Whatever appears in the entries must be given again exactly.

*** INFORMATION SHOWN

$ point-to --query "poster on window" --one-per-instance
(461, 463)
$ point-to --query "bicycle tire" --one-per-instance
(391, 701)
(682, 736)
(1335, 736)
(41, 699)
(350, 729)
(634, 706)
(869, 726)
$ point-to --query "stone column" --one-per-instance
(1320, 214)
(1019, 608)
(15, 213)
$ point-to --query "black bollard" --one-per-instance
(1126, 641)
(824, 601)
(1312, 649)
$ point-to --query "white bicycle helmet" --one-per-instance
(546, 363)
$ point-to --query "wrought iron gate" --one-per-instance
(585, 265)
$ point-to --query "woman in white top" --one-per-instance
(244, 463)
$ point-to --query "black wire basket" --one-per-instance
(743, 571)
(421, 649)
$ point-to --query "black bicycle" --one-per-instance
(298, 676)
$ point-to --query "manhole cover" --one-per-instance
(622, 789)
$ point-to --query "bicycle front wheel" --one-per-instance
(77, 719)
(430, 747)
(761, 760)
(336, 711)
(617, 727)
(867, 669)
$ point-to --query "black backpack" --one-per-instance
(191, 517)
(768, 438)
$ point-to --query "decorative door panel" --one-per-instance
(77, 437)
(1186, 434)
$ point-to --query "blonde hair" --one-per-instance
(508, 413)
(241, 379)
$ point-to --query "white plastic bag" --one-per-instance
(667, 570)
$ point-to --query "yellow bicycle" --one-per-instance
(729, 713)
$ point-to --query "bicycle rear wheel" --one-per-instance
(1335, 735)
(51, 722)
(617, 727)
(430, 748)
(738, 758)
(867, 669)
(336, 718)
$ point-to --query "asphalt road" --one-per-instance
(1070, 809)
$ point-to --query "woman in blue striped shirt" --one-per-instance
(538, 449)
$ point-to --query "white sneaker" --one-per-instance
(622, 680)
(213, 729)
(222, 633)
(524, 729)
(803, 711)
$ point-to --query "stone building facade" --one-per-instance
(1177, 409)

******

◆ **SOLUTION TO THE EXERCISE**
$ point-to --query "poster on window" --one-per-instance
(461, 463)
$ point-to --query "bicycle tire" --one-per-instance
(391, 701)
(682, 736)
(1335, 736)
(41, 699)
(350, 729)
(634, 706)
(869, 726)
$ point-to --query "stone column" --one-per-instance
(1320, 214)
(1019, 608)
(15, 213)
$ point-to --query "black bollard" --one-per-instance
(1126, 641)
(824, 601)
(1312, 649)
$ point-to --query "white bicycle helmet" --one-per-instance
(546, 363)
$ point-to --query "wrought iron gate" --one-per-instance
(585, 265)
$ point-to --query "woman in white top" --one-per-instance
(244, 463)
$ point-to --query "black wire basket" --one-per-instance
(743, 571)
(421, 649)
$ point-to --query "black bicycle" --one-per-instance
(298, 676)
$ point-to --query "manhole cover" --one-per-instance
(622, 789)
$ point-to --query "bicycle front wheel" --one-per-instance
(77, 719)
(430, 747)
(761, 760)
(336, 711)
(617, 727)
(867, 669)
$ point-to --query "black backpack" --one-per-instance
(191, 517)
(768, 438)
$ point-to --query "decorative door panel" --one-per-instance
(77, 437)
(1186, 434)
$ point-to --query "blonde hair" --one-per-instance
(508, 413)
(241, 379)
$ point-to --query "white plastic bag" --one-per-instance
(667, 570)
$ point-to --query "yellow bicycle" --one-per-instance
(729, 713)
$ point-to --query "bicycle rear wheel" --one-per-instance
(1335, 735)
(51, 722)
(617, 727)
(430, 748)
(738, 758)
(867, 669)
(336, 718)
$ point-to --query "asphalt road" --one-per-instance
(1070, 809)
$ point-to --query "woman in blue striped shirt" --one-per-instance
(538, 449)
$ point-to --query "white sneaker" --one-per-instance
(622, 680)
(213, 729)
(222, 633)
(524, 729)
(803, 711)
$ point-to --query "stone building facade" --one-per-instance
(1177, 409)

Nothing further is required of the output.